= Set problem =
Write out each of the items below word for word, keeping every line unchanged.

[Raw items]
※
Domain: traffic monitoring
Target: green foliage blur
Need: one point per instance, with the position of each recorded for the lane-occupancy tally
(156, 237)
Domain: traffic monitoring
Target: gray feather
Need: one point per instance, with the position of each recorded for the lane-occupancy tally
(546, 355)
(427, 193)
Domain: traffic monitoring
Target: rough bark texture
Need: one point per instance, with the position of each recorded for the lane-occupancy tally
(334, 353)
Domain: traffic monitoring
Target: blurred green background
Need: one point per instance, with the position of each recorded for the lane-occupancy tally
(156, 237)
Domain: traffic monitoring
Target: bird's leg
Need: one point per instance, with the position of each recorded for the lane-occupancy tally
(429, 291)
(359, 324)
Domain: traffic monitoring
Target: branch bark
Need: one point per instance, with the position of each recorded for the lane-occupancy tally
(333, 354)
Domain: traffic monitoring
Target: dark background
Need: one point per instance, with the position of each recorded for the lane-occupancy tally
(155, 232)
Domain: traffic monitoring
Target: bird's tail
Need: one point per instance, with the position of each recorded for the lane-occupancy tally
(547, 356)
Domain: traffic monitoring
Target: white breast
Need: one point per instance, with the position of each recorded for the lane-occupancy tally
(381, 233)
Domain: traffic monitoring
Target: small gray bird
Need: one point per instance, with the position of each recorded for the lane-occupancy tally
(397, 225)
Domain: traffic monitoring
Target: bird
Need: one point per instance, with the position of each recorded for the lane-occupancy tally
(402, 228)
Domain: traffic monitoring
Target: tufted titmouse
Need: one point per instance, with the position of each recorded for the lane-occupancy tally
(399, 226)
※
= The completed task =
Domain: traffic monitoring
Target: green foliage blur
Need: one point per instance, with the position of each recorded for the lane-occupancy tally
(156, 237)
Domain: traffic monitoring
Target: gray feather
Need: one point per instance, with the position of each recorded for the lane-occupancy tally
(546, 355)
(427, 193)
Domain: traffic monitoring
Target: rough bark texture
Need: one point per instance, with the position of each recorded for the lane-occupancy tally
(334, 353)
Domain: traffic monitoring
Target: blurred green background
Need: one point per instance, with the position of each recorded for the lane-occupancy tally
(156, 237)
Domain: traffic monitoring
Target: bird's leg
Need: one point per instance, with the position of each recorded for the lane-occupancy tally
(429, 291)
(359, 324)
Domain: traffic monitoring
Target: branch bark
Need: one point per instance, with the position of each recorded for the lane-occupancy tally
(333, 354)
Domain: traffic monitoring
Target: dark background
Need: one point per instance, with the position of each recorded for the lane-occupancy tally
(155, 232)
Domain: traffic monitoring
Target: bird's tail
Need: one point per instance, with the position of each recorded for the lane-occupancy tally
(547, 356)
Domain: traffic monitoring
Target: white breast
Need: one point per instance, with the position of each recorded for the lane-occupancy tally
(381, 233)
Domain: traffic monitoring
Target: small gray bird
Need: one point per instance, with the position of each recorded for the lane-occupancy tally
(397, 225)
Domain: traffic monitoring
Target: bird
Need: one point per instance, with the position of each recorded for the lane-occupancy tally
(402, 228)
Domain: traffic monitoring
Target: tufted titmouse
Need: one point per instance, with the position of each recorded for the lane-occupancy tally
(399, 226)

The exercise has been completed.